Texto fornecido:
18.01.2021 Interessa-me particularmente a inutilidade II

 

 


I

Entrei voluntariamente em prisão-domiciliária (não asceta). Poderia tirar partido das cinquenta-e-duas excepções ao falso confinamento-geral - do Lazer e da Cultura - mas não o farei. Motivo: coerência. Repetirei (quase) a mesma paranoia. Com um morto luso pela peste, punha a roupa a corar à varanda de cada vez que ia ver-as-vistas. Com dez mil mortos pela peste (e os indirectos meu senhor?), apenas tiro os sapatos à entrada. Temos de evoluir, até nas paranoias, nem que seja ao inverso.

Exercício:
Indique se cada afirmação concorda com o texto, respondendo sim ou não e citando literalmente as palavras do texto que decidem a resposta.
(a) Quem escreve vai aproveitar as exceções ao confinamento ligadas ao Lazer e à Cultura.
(b) O motivo apresentado para essa decisão é a coerência.
(c) Com dez mil mortos, quem escreve continua a pôr a roupa a corar à varanda.
As linhas a seguir não têm qualquer relação com o texto.

Dados fornecidos:
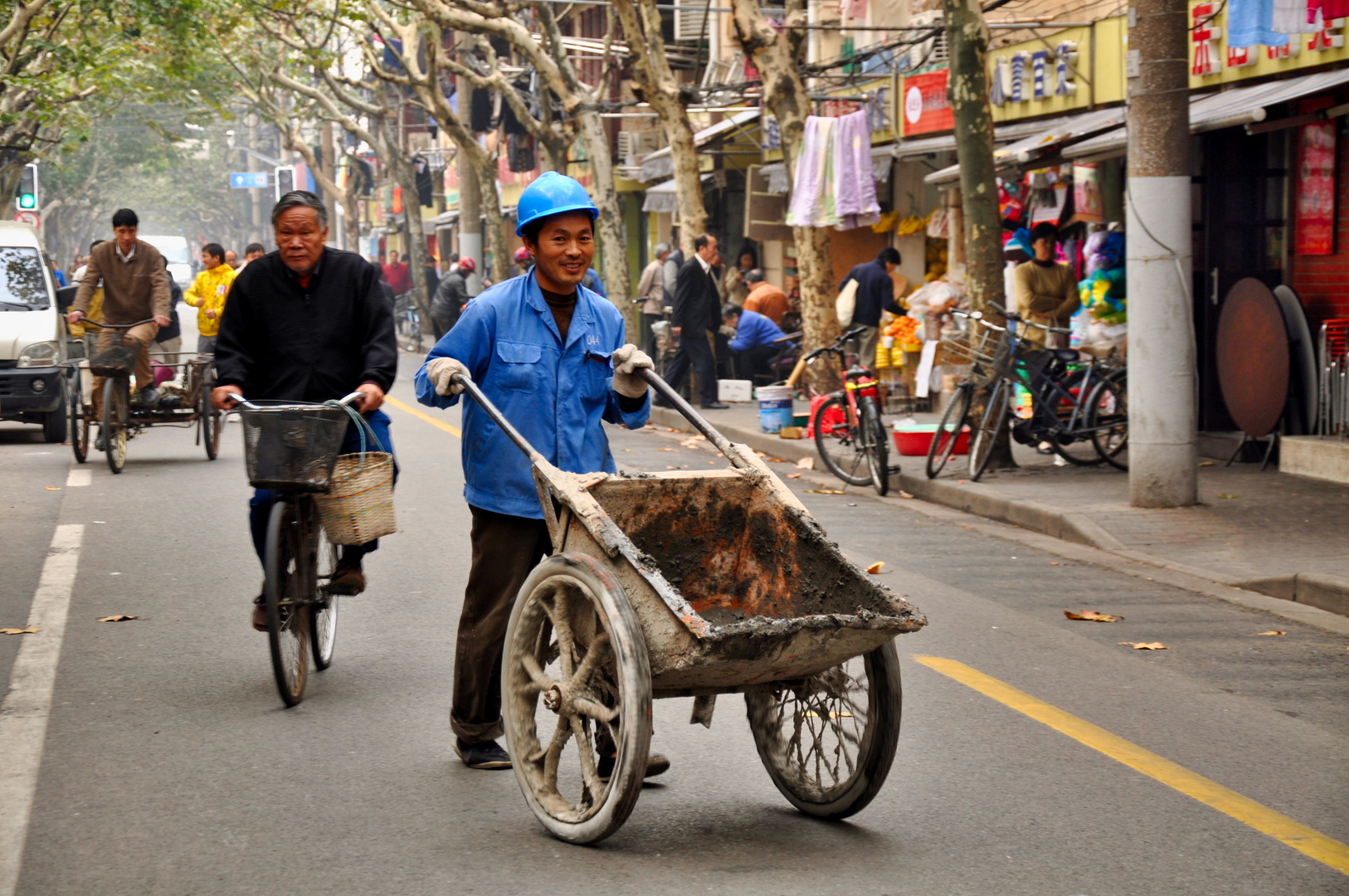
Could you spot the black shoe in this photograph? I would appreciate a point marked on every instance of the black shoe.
(656, 764)
(487, 755)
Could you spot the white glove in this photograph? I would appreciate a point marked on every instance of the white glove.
(627, 361)
(440, 372)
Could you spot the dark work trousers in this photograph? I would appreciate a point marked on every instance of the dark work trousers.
(504, 551)
(260, 506)
(694, 350)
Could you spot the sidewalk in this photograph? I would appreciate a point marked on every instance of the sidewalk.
(1275, 533)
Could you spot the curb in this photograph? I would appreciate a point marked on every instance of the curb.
(1322, 592)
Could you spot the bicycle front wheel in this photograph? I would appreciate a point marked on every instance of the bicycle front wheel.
(991, 422)
(116, 411)
(948, 431)
(873, 439)
(1108, 417)
(838, 441)
(288, 626)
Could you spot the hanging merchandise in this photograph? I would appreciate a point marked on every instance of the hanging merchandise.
(855, 185)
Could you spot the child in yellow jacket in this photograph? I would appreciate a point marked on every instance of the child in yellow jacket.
(208, 295)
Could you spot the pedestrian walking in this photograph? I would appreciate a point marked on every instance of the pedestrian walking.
(551, 353)
(696, 318)
(274, 346)
(650, 292)
(874, 292)
(450, 297)
(208, 295)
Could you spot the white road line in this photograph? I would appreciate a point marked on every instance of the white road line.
(23, 715)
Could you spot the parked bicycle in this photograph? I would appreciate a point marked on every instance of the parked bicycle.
(849, 432)
(293, 448)
(1078, 407)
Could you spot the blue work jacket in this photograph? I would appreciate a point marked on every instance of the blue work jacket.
(556, 396)
(754, 329)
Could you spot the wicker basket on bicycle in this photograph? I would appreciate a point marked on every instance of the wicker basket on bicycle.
(293, 448)
(114, 353)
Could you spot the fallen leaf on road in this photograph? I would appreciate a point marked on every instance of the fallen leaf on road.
(1092, 616)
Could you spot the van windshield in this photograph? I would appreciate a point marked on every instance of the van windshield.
(22, 285)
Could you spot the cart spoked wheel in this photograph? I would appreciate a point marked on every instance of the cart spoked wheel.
(79, 426)
(288, 616)
(829, 741)
(323, 614)
(577, 693)
(116, 416)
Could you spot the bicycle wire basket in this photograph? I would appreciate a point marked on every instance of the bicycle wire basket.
(114, 355)
(293, 447)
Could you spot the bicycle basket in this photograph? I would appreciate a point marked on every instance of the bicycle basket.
(290, 447)
(114, 355)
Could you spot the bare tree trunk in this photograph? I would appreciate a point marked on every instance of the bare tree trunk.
(775, 54)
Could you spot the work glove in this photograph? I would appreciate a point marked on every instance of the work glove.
(627, 361)
(440, 370)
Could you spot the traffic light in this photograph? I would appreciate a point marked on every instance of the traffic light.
(285, 180)
(27, 196)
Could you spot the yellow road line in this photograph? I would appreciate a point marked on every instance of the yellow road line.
(1302, 838)
(409, 409)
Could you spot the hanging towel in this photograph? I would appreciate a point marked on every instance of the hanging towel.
(1290, 17)
(855, 192)
(810, 173)
(1251, 23)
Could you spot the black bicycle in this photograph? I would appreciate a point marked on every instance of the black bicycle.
(292, 448)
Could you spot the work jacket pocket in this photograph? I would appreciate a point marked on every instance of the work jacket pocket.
(519, 366)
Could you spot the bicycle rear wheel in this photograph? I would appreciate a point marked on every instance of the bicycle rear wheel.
(948, 431)
(838, 443)
(288, 625)
(116, 411)
(1108, 417)
(873, 443)
(323, 614)
(991, 422)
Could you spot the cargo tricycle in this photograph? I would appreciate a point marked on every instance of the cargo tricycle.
(692, 583)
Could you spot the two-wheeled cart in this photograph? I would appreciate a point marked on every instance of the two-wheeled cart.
(692, 583)
(114, 357)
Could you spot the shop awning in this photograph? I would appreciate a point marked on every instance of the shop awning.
(1222, 110)
(661, 197)
(881, 159)
(1049, 137)
(660, 163)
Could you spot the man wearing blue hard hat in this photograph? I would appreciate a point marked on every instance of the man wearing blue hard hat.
(552, 357)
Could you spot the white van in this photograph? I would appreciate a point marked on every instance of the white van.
(174, 249)
(32, 335)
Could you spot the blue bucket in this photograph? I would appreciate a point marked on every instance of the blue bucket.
(775, 408)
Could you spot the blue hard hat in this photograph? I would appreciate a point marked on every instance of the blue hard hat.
(552, 193)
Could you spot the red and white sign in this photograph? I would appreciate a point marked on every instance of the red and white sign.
(926, 107)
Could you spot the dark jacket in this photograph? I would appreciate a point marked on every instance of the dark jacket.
(450, 297)
(282, 340)
(874, 290)
(698, 305)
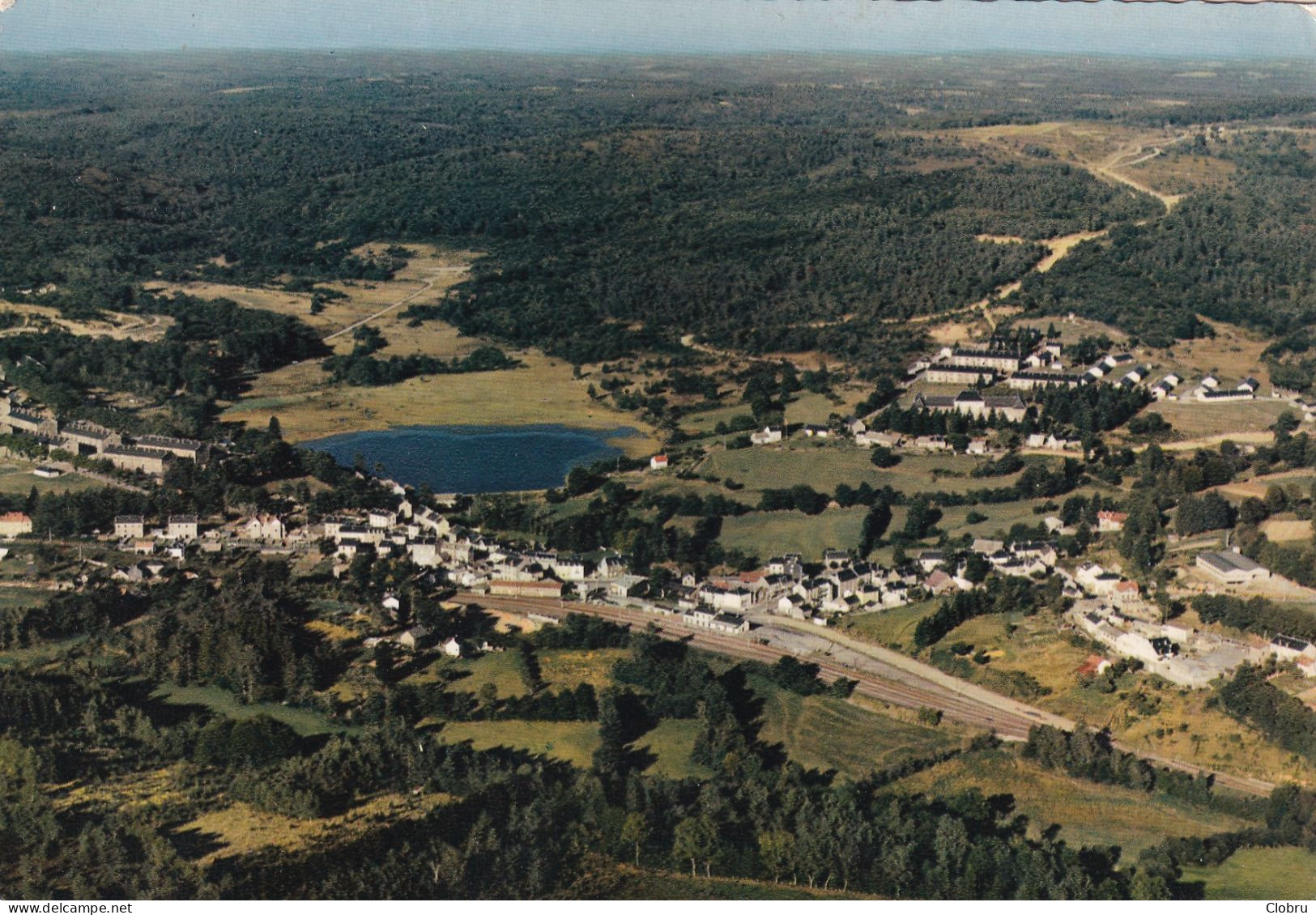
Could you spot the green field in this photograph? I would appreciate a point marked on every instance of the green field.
(625, 883)
(671, 742)
(19, 481)
(564, 669)
(503, 669)
(1259, 873)
(221, 702)
(44, 651)
(821, 732)
(890, 627)
(570, 742)
(1090, 814)
(23, 597)
(769, 534)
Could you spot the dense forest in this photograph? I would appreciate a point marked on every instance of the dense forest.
(619, 211)
(512, 824)
(1240, 254)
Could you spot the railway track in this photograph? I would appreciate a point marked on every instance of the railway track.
(879, 681)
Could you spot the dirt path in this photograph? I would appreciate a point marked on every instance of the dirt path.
(427, 287)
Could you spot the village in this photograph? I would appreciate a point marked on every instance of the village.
(1105, 607)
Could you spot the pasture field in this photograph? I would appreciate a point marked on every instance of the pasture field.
(503, 669)
(628, 883)
(770, 534)
(40, 652)
(543, 390)
(241, 828)
(570, 742)
(671, 743)
(221, 702)
(1259, 873)
(1257, 486)
(1090, 814)
(823, 732)
(1212, 423)
(564, 669)
(19, 479)
(825, 464)
(23, 597)
(890, 627)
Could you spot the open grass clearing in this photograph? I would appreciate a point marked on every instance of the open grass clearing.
(241, 828)
(1212, 423)
(625, 883)
(503, 669)
(221, 702)
(19, 479)
(1259, 873)
(891, 627)
(824, 465)
(570, 742)
(541, 391)
(823, 732)
(1090, 814)
(671, 743)
(37, 653)
(770, 534)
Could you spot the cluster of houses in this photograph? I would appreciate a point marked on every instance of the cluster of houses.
(149, 454)
(782, 587)
(1020, 369)
(1112, 611)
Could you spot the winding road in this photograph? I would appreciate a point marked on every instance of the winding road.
(879, 673)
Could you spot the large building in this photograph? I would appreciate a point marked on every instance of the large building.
(126, 458)
(83, 437)
(530, 589)
(14, 524)
(189, 449)
(1229, 568)
(998, 360)
(130, 526)
(1025, 381)
(953, 374)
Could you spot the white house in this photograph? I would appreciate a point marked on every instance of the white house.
(182, 527)
(267, 528)
(1231, 568)
(1109, 521)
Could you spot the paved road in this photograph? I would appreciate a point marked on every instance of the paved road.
(879, 673)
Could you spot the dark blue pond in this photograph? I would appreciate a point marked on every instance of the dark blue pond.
(474, 458)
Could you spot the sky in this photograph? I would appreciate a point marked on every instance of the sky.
(1189, 29)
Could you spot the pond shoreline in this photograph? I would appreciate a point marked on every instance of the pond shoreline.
(478, 458)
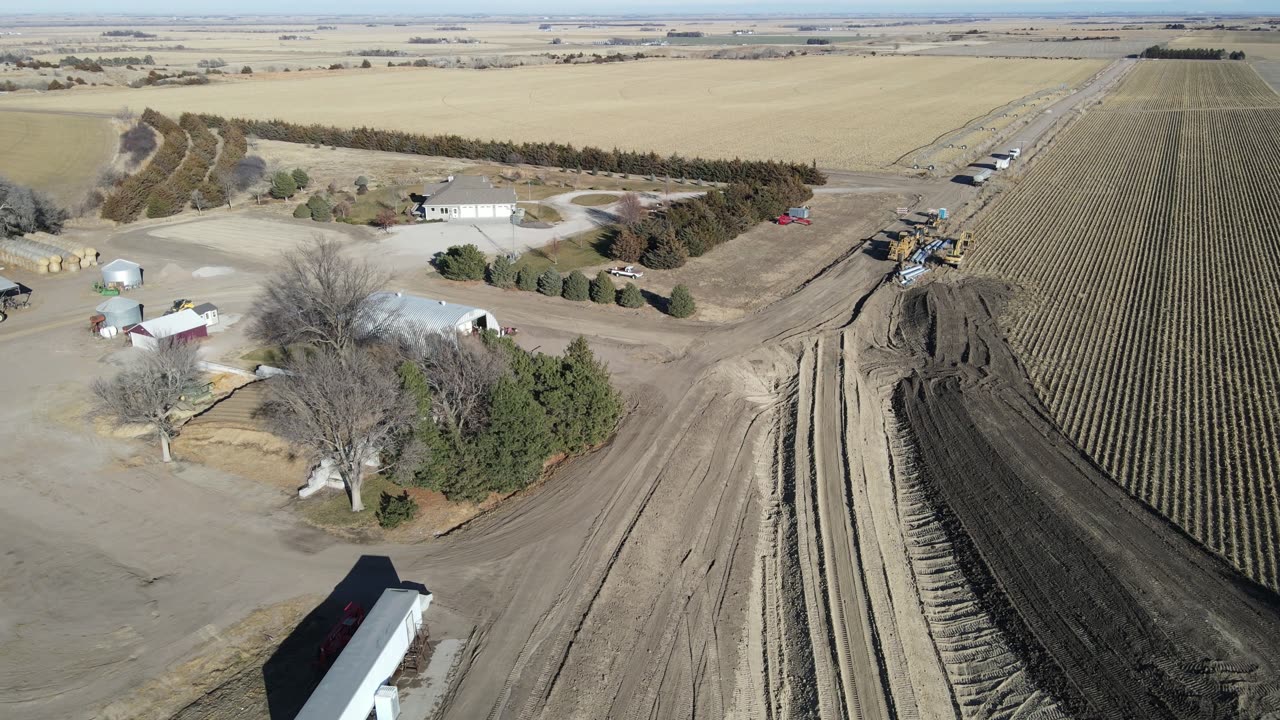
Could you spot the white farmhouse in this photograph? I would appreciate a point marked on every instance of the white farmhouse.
(466, 197)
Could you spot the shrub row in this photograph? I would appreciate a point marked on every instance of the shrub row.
(127, 200)
(467, 263)
(693, 227)
(549, 154)
(173, 196)
(542, 405)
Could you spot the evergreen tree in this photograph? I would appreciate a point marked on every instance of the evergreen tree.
(681, 304)
(602, 288)
(283, 186)
(517, 441)
(462, 263)
(630, 296)
(526, 279)
(320, 209)
(502, 273)
(576, 287)
(551, 283)
(667, 254)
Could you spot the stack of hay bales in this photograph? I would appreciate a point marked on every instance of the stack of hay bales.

Resposta completa:
(a) Não: "mas não o farei".
(b) Sim: "Motivo: coerência."
(c) Não: "apenas tiro os sapatos à entrada".